### DIRECTIONS FOR THIS TASK
Pull out each line in the data below that contains the word "bike".

### RECORDS SUPPLIED

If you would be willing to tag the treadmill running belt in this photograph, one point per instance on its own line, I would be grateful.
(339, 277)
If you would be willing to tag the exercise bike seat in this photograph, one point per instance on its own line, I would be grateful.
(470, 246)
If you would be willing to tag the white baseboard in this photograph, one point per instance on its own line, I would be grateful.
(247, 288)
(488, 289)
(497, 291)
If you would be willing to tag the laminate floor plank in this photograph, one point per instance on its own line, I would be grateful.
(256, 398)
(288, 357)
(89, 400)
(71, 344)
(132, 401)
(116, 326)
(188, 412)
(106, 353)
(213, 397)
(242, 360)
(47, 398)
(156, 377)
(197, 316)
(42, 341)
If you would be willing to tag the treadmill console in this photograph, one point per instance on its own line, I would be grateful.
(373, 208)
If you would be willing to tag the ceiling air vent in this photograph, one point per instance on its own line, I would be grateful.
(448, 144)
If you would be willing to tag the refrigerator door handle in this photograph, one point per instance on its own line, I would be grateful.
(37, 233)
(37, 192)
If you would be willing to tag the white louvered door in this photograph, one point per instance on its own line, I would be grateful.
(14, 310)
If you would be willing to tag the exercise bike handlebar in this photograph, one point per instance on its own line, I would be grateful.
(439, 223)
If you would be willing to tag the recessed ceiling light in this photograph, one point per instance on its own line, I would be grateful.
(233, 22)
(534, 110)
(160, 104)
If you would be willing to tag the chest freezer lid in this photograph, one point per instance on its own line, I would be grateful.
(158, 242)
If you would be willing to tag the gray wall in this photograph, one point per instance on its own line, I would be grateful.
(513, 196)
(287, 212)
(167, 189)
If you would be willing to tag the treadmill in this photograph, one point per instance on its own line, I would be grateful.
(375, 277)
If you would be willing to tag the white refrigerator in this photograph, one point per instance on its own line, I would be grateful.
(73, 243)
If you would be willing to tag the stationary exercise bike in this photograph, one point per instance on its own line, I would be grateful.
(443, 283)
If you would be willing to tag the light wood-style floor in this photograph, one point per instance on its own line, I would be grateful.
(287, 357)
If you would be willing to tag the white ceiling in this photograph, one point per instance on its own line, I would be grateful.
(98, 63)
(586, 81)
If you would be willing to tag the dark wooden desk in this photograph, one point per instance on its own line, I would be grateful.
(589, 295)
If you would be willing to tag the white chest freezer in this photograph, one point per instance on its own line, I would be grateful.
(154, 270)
* * *
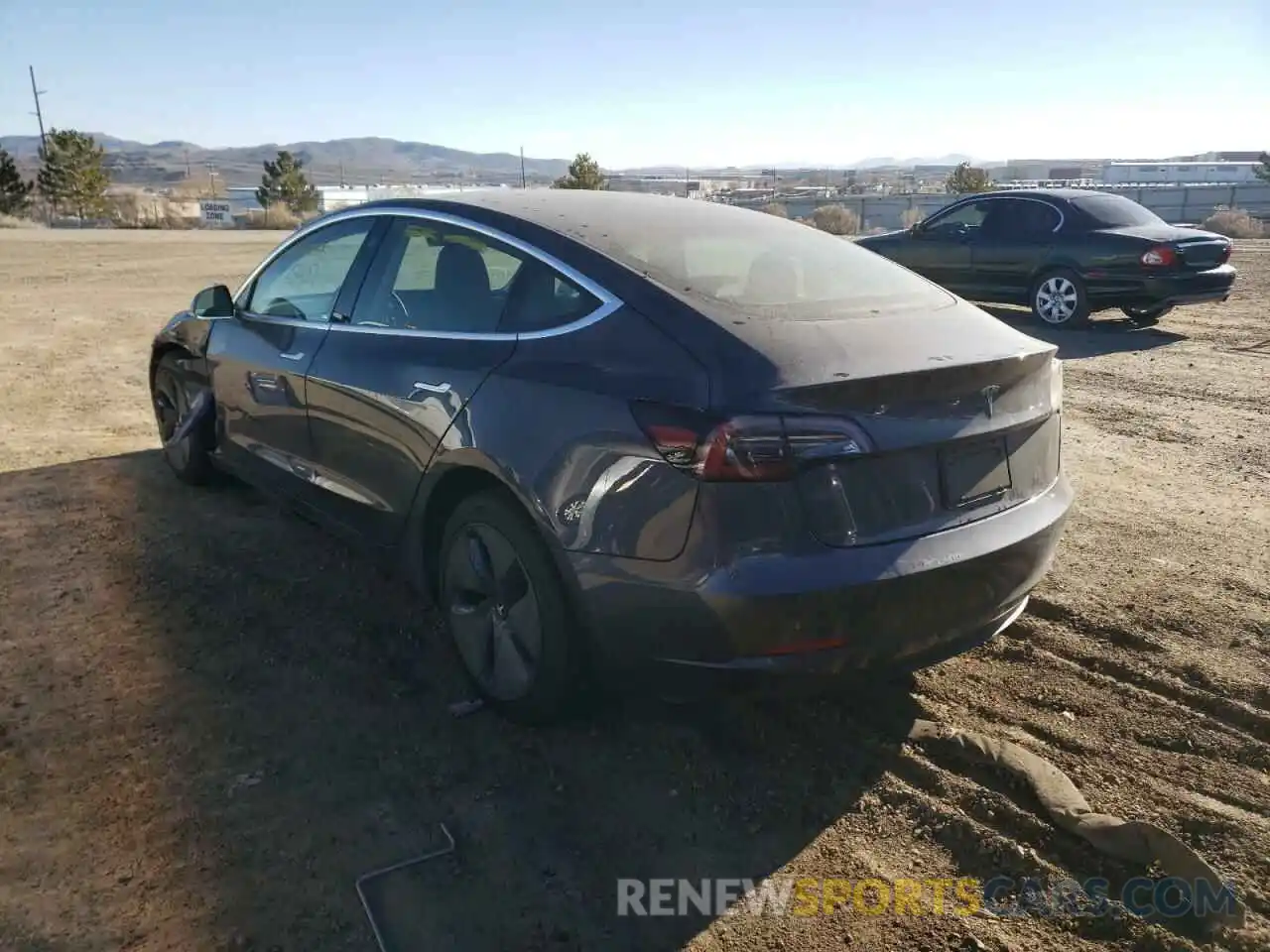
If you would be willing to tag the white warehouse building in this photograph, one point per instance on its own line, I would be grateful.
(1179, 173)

### WRITTEN SOLUTION
If you would be willing to tag the exercise bike seat in this photograph, one point per instance on its own line, I would be grateful.
If you would be willing to tag the exercise bike handlebar in this photograph, one point per instance on its own line, I would be grateful.
If you would be willing to tag the stationary exercise bike in this photograph, one point per instance on its own line, I would be grateful.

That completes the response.